What you have to do:
Run through the data and copy out every line that mentions the word "mossy".
BEGIN Material provided
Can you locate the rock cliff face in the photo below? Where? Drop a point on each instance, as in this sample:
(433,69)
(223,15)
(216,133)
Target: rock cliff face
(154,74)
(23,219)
END Material provided
BEGIN Material provided
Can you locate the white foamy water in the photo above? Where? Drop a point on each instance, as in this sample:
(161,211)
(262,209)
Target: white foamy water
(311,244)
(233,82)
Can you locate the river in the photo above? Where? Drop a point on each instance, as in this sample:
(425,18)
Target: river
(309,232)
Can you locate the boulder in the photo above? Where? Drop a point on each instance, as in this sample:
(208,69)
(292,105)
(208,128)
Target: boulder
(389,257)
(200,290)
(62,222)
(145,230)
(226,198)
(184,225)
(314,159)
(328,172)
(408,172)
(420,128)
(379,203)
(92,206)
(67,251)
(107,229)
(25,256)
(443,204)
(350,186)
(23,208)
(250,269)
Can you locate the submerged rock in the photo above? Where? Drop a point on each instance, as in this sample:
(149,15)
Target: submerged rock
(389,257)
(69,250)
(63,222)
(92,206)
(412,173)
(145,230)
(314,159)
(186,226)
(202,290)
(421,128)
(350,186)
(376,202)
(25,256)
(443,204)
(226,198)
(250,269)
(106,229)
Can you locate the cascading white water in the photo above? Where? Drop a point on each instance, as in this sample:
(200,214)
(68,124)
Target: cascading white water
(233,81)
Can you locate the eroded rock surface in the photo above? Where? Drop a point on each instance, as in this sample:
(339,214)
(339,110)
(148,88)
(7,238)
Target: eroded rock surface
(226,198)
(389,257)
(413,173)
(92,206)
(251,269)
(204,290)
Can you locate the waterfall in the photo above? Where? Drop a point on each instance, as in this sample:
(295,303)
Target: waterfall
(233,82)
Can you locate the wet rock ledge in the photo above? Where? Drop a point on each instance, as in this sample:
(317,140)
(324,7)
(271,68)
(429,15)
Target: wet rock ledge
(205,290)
END Material provided
BEGIN Material provided
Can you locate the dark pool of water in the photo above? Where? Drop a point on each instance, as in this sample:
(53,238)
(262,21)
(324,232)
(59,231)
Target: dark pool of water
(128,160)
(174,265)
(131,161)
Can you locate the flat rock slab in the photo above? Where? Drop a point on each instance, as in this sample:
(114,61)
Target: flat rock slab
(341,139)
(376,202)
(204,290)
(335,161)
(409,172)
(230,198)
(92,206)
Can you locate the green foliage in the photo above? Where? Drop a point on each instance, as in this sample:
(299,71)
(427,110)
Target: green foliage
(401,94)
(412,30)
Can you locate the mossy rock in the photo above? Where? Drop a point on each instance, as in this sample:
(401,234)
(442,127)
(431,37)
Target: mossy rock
END Material provided
Exercise answer:
Can you locate the mossy rock in the photo above? Where? Drop a point on each instance, as in this sample:
Target: mossy rock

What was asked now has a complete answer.